# Texto mostrado

────────

Jesús, a la generación que lo escuchaba durante su vida pública, a los hombres de todas las generaciones que han venido después, a nosotros que ahora escuchamos su palabra, les pide más, quiere más: espera de nosotros una conversión verdadera, que abra a Él nuestra vida, una transformación de nuestro modo de pensar y actuar, dictada por un amor sincero a Él, que es el camino, la verdad y la vida. Y luego, sobre todo con el testimonio de nuestra vida mudada, quiere que comuniquemos la verdad y la belleza de nuestra existencia transformada por Él, a nuestros hermanos y hermanas que no conocen a Cristo, o que lo han olvidado o que lo conocen mal debido a nuestro testimonio anterior no creíble. La conversión y la misión pertenecen estrechamente a nuestra esencia como cristianos.

Algunos miembros de la Iglesia reciben de Dios una específica vocación misionera para evangelizar las realidades paganas o descristianizadas: necesitan de nuestra oración y de nuestra ayuda.

────────

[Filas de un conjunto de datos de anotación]
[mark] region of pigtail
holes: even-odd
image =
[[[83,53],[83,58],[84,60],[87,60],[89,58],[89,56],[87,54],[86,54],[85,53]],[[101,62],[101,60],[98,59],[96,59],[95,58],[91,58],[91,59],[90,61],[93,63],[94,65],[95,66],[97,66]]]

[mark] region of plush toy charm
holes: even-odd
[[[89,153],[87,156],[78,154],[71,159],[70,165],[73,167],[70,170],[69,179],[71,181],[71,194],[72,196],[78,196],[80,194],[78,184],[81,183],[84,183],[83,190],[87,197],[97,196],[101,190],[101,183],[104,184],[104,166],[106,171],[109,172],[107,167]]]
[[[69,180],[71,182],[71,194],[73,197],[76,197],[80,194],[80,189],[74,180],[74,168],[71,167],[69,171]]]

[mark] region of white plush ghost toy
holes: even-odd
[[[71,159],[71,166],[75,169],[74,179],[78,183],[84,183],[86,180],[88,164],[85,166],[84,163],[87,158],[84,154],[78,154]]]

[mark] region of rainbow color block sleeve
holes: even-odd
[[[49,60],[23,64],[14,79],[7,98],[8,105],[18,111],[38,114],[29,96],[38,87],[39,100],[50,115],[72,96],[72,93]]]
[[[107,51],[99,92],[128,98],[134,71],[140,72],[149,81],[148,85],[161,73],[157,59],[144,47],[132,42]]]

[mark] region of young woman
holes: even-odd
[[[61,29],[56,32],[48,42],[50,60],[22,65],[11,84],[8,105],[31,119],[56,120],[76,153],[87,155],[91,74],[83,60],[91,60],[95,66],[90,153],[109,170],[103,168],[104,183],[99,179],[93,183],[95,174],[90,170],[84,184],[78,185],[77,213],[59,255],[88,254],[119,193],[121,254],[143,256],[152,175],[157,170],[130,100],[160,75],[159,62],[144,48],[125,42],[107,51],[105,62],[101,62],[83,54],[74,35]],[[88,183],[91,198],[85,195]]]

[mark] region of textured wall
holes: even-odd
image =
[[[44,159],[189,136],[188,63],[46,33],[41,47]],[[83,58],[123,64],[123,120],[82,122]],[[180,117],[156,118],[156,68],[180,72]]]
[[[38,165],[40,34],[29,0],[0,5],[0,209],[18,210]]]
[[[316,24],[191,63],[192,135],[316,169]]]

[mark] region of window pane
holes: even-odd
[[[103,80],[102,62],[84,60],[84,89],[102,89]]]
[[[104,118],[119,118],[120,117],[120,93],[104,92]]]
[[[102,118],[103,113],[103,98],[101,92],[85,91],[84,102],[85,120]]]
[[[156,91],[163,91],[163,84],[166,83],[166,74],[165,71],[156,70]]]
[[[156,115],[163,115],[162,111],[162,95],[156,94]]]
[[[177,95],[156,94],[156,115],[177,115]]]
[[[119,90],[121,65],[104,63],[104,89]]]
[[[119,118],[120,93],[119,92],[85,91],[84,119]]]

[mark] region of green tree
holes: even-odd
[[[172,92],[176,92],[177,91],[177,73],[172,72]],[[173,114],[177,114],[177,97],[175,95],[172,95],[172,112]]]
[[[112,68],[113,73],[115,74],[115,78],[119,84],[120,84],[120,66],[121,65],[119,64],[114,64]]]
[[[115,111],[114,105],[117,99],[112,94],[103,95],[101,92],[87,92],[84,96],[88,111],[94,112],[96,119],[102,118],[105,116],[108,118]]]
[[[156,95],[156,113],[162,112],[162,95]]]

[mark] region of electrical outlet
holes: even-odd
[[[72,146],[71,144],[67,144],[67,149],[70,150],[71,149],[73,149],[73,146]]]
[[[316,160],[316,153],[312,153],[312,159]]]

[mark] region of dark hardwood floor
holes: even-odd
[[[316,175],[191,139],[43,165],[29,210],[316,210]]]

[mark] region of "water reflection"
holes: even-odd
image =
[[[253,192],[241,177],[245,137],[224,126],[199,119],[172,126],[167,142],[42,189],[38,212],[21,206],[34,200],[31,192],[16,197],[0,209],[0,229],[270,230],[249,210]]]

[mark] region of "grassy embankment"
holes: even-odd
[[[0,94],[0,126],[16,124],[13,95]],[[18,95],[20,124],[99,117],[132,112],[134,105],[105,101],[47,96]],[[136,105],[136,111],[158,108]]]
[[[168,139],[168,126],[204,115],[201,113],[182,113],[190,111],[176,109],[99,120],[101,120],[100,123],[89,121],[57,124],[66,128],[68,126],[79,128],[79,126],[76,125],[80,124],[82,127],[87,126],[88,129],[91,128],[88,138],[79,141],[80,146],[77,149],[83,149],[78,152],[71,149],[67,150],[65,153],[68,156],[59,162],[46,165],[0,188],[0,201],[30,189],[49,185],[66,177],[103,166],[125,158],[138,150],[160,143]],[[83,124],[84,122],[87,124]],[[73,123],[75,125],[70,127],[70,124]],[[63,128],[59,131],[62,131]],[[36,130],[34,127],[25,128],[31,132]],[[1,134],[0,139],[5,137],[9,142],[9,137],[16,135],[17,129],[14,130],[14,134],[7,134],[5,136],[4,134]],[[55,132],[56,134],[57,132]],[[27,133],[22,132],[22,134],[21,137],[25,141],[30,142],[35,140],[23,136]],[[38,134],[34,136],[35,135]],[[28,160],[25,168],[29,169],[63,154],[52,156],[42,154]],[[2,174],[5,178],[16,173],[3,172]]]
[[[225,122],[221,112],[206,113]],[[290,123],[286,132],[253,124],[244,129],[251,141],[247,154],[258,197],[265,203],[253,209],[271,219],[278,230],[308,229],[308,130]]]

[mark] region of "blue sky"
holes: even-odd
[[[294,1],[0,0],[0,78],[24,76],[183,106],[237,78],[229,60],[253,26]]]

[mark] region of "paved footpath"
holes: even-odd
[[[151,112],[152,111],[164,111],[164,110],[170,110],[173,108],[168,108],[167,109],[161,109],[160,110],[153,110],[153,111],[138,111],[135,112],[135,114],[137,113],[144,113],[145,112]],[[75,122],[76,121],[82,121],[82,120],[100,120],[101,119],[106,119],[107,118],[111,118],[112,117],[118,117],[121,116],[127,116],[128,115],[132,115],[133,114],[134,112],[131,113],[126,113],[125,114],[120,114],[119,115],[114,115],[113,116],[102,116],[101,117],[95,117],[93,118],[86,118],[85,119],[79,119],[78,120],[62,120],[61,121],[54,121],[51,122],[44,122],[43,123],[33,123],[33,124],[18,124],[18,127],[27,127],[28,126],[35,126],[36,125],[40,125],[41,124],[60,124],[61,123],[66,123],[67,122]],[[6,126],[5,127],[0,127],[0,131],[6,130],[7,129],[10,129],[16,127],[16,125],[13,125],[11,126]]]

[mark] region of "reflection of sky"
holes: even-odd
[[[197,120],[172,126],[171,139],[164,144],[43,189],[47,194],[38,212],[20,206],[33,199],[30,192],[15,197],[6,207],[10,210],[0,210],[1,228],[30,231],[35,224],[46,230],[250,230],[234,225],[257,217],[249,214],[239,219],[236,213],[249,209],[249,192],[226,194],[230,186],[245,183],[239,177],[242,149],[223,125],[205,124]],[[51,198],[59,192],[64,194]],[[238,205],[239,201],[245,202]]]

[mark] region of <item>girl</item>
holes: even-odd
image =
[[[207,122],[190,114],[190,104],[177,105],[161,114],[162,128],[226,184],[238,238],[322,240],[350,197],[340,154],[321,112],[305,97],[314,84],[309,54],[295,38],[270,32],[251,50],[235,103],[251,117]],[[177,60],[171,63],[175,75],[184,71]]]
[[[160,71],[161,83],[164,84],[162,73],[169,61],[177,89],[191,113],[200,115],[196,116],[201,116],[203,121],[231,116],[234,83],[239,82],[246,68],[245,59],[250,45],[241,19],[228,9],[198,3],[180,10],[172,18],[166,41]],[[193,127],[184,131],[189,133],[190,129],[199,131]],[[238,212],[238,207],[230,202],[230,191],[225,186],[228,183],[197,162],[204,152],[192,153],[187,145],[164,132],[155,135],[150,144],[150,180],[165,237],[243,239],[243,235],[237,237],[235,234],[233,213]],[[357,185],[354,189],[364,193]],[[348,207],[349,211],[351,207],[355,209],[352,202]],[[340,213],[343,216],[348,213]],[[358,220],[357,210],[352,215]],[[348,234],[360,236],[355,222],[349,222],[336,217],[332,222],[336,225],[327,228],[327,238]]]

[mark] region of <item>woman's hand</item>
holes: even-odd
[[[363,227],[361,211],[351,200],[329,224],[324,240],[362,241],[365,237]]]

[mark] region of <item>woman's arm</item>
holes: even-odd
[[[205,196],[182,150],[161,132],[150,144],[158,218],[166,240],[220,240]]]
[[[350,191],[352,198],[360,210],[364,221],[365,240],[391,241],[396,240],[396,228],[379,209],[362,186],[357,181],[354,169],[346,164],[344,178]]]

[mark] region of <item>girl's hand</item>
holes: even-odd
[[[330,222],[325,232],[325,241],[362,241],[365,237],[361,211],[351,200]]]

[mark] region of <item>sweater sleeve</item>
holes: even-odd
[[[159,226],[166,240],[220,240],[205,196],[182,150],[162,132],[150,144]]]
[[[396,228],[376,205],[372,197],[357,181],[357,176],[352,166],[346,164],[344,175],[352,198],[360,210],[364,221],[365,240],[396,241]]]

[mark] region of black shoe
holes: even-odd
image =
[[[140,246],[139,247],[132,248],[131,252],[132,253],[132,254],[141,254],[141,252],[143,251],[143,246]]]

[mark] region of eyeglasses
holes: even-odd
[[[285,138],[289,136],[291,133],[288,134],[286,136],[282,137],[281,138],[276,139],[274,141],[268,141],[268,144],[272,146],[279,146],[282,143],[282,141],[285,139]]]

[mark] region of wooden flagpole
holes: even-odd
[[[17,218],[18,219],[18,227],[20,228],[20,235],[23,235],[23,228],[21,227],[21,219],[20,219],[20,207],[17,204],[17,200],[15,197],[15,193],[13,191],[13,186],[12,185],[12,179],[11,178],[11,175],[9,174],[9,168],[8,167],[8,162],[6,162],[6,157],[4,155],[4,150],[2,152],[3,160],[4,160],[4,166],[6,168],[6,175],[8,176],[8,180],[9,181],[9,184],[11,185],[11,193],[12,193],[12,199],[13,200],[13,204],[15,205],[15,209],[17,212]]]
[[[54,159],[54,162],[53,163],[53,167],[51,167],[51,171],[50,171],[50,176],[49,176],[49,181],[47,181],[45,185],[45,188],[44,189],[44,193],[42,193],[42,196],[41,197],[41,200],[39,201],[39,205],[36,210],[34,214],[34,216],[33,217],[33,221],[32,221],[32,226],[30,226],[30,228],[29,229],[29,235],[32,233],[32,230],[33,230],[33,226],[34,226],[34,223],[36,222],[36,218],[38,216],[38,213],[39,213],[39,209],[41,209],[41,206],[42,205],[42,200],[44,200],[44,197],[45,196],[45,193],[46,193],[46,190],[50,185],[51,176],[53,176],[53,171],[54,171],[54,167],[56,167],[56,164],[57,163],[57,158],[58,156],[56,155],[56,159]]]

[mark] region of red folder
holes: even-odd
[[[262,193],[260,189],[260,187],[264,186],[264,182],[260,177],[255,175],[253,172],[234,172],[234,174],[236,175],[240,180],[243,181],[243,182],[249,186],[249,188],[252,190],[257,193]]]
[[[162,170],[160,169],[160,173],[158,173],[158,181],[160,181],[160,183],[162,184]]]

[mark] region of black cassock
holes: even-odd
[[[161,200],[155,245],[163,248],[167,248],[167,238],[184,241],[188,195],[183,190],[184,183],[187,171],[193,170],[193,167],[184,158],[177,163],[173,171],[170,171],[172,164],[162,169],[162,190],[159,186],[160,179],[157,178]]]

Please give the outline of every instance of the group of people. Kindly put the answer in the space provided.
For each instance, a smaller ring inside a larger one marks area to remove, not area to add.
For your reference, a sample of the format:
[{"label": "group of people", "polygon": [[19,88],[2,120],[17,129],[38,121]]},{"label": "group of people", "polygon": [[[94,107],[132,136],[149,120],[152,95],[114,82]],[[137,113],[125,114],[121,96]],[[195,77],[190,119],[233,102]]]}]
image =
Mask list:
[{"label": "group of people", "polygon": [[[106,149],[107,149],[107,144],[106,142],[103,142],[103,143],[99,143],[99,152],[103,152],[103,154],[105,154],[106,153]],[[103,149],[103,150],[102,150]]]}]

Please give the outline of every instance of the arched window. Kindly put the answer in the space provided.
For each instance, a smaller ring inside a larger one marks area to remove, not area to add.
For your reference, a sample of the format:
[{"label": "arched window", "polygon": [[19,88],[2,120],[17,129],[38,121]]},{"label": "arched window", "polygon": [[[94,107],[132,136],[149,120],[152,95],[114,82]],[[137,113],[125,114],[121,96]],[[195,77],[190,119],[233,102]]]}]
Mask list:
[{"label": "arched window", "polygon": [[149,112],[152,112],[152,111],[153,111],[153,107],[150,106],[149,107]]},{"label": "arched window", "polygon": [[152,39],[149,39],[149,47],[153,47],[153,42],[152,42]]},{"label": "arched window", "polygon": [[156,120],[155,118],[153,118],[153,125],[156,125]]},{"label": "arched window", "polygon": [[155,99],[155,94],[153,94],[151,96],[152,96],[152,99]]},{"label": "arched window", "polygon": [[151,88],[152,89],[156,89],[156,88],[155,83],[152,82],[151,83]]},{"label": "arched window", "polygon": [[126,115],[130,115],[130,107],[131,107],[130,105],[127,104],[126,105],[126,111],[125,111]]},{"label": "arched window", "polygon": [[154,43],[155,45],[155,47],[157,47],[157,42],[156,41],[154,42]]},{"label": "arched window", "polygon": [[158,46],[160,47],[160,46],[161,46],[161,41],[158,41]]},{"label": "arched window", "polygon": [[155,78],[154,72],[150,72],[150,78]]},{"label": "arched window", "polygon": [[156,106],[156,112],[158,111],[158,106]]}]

────────

# Acciones a realizar
a) Traduce al inglés esta oración del texto mostrado: «La conversión y la misión pertenecen estrechamente a nuestra esencia como cristianos.»
b) Enumera todo lo que, según el texto mostrado, es Él en la frase que sigue a «dictada por un amor sincero a Él».
c) Escribe el fragmento del texto mostrado que empieza en "Jesús, a la" y sigue hasta "esencia como cristianos.".
Las filas no hacen falta para resolver nada de lo que se pide.

# Soluciones completas
a) Conversion and mission belong closely to our essence as Christians.

b)
- el camino
- la verdad
- la vida

c)
Jesús, a la generación que lo escuchaba durante su vida pública, a los hombres de todas las generaciones que han venido después, a nosotros que ahora escuchamos su palabra, les pide más, quiere más: espera de nosotros una conversión verdadera, que abra a Él nuestra vida, una transformación de nuestro modo de pensar y actuar, dictada por un amor sincero a Él, que es el camino, la verdad y la vida. Y luego, sobre todo con el testimonio de nuestra vida mudada, quiere que comuniquemos la verdad y la belleza de nuestra existencia transformada por Él, a nuestros hermanos y hermanas que no conocen a Cristo, o que lo han olvidado o que lo conocen mal debido a nuestro testimonio anterior no creíble. La conversión y la misión pertenecen estrechamente a nuestra esencia como cristianos.